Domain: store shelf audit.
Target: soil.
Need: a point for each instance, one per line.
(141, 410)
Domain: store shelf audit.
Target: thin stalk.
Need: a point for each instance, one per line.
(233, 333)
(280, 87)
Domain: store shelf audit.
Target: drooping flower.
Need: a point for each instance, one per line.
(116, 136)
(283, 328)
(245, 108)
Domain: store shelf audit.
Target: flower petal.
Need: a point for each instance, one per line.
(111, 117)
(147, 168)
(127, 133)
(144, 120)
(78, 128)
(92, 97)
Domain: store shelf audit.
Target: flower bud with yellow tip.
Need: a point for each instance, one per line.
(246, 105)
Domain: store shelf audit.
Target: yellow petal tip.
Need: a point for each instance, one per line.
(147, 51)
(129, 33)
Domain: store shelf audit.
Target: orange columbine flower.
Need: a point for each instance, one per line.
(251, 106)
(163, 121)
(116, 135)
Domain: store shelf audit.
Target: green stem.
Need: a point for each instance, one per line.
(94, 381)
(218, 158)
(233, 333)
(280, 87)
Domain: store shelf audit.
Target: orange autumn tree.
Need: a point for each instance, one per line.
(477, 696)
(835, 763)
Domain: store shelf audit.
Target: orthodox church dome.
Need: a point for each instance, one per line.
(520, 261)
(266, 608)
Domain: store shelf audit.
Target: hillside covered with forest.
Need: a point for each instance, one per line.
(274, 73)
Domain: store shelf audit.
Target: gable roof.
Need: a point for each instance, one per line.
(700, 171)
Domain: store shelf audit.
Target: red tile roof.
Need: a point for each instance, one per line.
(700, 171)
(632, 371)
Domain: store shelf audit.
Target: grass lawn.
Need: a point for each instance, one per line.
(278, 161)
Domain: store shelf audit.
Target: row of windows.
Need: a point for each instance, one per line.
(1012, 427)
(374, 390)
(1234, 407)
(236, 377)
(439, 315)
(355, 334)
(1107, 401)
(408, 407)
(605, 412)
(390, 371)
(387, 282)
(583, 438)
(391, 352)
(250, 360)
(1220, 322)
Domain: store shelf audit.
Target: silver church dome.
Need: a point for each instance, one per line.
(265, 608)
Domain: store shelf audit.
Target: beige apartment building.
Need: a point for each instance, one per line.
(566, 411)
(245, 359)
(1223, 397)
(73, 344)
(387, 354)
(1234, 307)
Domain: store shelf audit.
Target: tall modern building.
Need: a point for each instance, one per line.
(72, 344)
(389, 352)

Stated exercise:
Which lines in the entries above contain the word "building"? Pick out each one and copy it.

Full solution:
Target: beige apartment building.
Target: tall modern building.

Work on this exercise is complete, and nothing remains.